━━━━━ Information supplied

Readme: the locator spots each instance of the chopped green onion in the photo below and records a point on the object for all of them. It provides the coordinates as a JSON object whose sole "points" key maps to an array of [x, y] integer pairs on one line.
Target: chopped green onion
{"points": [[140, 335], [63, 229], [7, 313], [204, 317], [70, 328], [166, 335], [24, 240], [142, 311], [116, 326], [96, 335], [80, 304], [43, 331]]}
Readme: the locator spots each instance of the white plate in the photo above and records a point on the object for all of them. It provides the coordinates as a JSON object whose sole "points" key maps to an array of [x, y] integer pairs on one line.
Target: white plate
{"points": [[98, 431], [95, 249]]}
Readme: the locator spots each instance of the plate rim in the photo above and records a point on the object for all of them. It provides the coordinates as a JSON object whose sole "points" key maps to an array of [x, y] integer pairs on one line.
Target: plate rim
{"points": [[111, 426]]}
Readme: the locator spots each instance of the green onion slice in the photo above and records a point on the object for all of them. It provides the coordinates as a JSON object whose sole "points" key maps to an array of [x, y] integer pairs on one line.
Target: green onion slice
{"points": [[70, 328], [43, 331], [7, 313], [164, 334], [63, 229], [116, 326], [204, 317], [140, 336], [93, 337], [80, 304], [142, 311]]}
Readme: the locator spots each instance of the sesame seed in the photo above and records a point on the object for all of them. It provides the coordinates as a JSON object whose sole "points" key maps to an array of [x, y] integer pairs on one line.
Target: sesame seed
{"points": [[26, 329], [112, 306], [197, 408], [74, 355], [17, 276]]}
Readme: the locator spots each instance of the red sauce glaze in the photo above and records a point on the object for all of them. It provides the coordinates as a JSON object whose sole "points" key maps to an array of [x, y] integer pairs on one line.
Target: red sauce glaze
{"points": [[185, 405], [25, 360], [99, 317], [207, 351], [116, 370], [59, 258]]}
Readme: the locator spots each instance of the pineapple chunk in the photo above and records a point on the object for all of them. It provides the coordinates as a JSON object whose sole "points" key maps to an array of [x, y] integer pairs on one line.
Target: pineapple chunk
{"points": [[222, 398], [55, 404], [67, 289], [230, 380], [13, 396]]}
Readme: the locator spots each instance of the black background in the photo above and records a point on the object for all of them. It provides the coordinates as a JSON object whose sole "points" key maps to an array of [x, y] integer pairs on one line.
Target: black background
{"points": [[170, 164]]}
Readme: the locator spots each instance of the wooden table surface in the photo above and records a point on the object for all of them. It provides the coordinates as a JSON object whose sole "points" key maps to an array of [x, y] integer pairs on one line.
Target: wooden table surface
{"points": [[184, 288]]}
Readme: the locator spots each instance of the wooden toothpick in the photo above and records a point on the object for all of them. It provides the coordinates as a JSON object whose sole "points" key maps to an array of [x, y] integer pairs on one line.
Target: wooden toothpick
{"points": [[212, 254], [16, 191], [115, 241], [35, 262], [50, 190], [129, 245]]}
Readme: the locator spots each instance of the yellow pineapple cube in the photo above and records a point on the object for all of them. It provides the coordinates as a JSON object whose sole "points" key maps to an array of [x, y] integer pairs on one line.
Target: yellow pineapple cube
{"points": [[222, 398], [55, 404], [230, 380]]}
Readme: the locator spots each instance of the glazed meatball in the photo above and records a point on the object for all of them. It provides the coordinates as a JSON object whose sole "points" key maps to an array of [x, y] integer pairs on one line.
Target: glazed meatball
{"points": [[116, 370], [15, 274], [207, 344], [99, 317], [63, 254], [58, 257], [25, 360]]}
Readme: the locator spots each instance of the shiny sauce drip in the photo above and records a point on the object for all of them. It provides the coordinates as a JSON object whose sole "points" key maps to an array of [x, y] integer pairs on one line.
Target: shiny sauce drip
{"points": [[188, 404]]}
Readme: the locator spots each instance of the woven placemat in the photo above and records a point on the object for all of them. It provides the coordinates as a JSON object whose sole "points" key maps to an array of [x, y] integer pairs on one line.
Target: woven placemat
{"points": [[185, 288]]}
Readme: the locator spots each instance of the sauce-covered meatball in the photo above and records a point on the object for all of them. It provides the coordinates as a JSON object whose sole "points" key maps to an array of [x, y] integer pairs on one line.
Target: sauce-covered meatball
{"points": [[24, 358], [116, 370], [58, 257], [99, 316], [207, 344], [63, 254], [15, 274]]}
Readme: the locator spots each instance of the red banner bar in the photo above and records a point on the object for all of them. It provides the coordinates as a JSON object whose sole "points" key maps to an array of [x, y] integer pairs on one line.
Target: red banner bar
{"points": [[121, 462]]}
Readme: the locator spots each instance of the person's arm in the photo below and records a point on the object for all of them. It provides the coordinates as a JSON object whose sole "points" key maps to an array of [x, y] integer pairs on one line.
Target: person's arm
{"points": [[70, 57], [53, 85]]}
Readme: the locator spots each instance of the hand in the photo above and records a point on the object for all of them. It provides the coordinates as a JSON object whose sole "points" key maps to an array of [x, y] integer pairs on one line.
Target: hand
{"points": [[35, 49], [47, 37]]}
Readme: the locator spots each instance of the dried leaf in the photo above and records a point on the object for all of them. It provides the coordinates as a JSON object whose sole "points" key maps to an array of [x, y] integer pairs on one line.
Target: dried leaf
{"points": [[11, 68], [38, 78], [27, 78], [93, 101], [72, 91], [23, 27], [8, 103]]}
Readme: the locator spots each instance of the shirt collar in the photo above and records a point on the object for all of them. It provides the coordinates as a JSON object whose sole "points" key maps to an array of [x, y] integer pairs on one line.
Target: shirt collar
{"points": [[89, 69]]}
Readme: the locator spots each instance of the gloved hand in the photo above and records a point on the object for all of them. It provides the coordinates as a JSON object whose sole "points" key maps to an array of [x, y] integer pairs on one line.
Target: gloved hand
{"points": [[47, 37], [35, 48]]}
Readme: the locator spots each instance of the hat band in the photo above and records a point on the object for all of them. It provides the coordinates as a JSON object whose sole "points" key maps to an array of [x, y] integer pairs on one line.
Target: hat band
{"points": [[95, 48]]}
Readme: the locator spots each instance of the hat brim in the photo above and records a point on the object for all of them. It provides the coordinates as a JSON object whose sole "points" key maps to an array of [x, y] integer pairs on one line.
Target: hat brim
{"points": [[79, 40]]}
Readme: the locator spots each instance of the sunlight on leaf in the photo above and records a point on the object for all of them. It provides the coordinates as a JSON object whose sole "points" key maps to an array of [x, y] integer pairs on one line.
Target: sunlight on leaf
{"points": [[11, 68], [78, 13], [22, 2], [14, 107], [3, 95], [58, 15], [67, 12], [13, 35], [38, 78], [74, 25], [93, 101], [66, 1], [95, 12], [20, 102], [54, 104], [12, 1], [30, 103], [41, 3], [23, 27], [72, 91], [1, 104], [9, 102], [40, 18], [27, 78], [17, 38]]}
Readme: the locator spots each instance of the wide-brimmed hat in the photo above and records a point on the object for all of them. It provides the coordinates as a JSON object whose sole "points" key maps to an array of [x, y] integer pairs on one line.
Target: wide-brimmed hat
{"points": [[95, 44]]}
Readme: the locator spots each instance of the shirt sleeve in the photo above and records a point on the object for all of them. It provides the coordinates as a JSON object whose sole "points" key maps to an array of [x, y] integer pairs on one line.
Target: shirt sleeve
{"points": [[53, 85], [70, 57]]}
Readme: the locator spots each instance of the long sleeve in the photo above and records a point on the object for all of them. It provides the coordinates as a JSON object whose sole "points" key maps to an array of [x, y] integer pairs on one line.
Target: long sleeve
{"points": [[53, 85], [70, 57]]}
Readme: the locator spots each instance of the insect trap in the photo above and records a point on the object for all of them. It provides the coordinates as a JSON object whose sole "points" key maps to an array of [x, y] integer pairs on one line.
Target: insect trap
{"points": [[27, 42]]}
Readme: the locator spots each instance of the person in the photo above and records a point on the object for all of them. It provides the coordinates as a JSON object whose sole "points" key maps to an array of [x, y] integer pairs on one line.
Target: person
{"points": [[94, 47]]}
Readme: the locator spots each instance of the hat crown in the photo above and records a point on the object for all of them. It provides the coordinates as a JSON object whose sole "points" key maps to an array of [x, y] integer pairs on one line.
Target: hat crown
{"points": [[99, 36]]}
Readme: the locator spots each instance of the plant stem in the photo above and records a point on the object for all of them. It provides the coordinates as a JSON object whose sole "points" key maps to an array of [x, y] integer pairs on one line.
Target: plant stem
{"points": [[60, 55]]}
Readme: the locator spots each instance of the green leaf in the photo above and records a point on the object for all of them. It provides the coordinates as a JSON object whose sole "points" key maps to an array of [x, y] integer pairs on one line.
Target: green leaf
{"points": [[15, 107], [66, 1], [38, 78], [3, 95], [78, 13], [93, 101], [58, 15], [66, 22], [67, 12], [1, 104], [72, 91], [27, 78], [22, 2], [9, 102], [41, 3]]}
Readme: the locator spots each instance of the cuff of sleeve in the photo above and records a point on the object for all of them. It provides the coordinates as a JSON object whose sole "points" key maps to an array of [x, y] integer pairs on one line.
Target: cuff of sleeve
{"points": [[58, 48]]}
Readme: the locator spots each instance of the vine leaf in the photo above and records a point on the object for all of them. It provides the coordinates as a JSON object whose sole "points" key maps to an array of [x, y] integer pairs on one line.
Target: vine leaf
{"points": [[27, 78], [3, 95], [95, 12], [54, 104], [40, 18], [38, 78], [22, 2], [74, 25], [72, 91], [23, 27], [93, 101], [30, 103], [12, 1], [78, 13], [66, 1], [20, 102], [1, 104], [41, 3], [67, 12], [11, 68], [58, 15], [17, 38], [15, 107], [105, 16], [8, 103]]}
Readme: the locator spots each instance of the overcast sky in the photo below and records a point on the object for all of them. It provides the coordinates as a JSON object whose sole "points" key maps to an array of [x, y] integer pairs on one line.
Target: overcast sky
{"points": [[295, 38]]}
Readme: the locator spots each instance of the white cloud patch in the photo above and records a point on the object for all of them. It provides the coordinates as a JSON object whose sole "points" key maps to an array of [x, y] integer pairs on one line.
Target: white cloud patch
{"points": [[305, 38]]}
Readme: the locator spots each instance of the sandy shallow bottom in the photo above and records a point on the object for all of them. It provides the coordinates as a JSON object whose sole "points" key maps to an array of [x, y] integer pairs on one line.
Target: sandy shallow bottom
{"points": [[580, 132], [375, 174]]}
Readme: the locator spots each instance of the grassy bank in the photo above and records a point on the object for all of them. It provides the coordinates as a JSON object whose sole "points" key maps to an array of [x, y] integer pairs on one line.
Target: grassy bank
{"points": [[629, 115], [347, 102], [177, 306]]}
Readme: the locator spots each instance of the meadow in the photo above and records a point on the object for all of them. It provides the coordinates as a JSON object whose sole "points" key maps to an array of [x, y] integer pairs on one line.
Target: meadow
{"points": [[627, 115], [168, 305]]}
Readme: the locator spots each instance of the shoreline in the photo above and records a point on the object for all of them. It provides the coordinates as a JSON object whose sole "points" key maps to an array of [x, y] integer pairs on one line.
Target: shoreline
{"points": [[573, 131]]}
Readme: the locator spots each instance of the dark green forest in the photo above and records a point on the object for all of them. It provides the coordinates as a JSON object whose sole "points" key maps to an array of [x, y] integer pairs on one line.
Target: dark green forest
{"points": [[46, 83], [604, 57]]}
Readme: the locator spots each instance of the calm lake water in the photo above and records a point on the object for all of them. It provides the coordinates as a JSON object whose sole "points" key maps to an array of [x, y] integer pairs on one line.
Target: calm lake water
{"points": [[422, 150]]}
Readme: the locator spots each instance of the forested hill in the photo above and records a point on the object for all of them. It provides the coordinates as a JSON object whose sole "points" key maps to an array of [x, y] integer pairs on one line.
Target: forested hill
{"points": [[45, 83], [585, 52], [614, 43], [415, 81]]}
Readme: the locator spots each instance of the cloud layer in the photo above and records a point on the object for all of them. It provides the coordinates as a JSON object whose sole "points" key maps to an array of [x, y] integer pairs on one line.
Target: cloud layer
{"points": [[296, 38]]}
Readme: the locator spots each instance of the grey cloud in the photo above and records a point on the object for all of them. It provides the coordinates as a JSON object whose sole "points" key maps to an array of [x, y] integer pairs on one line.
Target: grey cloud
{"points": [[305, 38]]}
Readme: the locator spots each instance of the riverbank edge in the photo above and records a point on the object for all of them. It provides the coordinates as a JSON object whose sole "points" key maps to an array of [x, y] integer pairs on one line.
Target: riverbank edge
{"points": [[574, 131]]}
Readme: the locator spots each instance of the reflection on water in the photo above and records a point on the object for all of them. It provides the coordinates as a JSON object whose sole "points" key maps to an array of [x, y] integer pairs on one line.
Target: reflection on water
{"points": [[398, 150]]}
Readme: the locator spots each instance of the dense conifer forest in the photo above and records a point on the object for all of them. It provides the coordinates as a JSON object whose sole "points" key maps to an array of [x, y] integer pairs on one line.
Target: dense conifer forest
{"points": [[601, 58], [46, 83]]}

━━━━━━━━━━

## Work required
All lines from the one containing "Readme: the locator spots each instance of the forested" through the end of the records, both ends included, are to be quoted exactly; please add nothing else.

## Exercise result
Readme: the locator spots each instance of the forested hill in the photo above and records a point on the object for all of them. It provides the coordinates as a JSON object whose sole "points" key maps to an array of [x, y] integer pairs on one line.
Target: forested hill
{"points": [[45, 83], [585, 52], [614, 43], [415, 81]]}
Readme: the locator spots each instance of the cloud layer in the photo above and records a point on the object for all of them. It provides the coordinates as a JSON object whose sole "points" key maps to an array of [x, y] integer pairs on one line.
Target: cloud layer
{"points": [[296, 38]]}
Readme: the locator spots each instance of the grey cloud in the photo above and records a point on the object for all of them. It provides the coordinates as a JSON object whose sole "points" key maps to an array of [x, y] integer pairs on one line.
Target: grey cloud
{"points": [[305, 38]]}
Readme: the locator spots each instance of the riverbank edge in the photo above and records a point on the object for all of them. It provides the coordinates as a JSON object whose sole "points" key maps to an array of [x, y] integer pairs on one line.
Target: riverbank edge
{"points": [[574, 131]]}
Readme: the locator spots each instance of the reflection on water in the photo above and records a point on the object for all of them. It provides the coordinates as a JSON object whose sole "points" key maps to an array of [x, y] integer pairs on one line.
Target: reflection on water
{"points": [[398, 150]]}
Readme: the locator spots each instance of the dense conifer forest in the photo above and records a point on the object for all of them. It provides the coordinates as a JSON object whose sole "points" key maps to an array of [x, y] integer pairs on one line.
Target: dense conifer forest
{"points": [[601, 58], [46, 83]]}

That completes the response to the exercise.